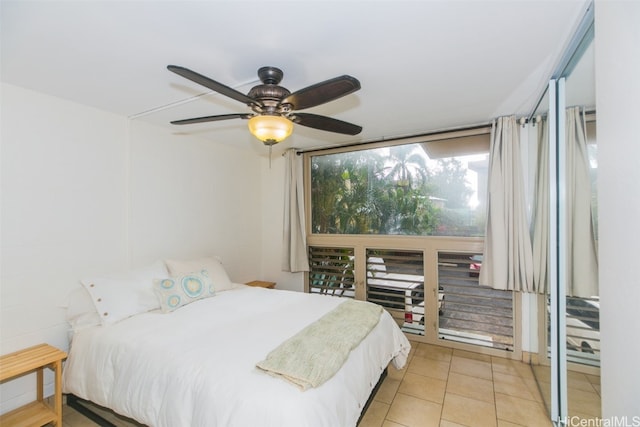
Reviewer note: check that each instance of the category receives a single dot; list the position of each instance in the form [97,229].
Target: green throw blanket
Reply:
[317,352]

* * *

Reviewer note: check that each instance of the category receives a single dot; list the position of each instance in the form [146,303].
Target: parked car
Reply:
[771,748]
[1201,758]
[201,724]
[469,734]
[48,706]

---

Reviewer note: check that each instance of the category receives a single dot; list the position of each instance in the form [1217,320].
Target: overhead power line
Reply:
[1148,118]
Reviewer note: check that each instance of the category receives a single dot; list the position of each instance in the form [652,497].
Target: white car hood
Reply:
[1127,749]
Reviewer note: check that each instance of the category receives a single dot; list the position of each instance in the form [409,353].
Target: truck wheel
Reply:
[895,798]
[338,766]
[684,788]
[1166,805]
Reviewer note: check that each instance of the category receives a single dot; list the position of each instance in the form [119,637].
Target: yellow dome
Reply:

=== TASK ===
Identify every line in the data above that contains the string "Target" and copy each of those lines.

=== COMPLETED TASK ===
Target: green throw blanket
Target: parked car
Target: overhead power line
Target: white car hood
Target: truck wheel
Target: yellow dome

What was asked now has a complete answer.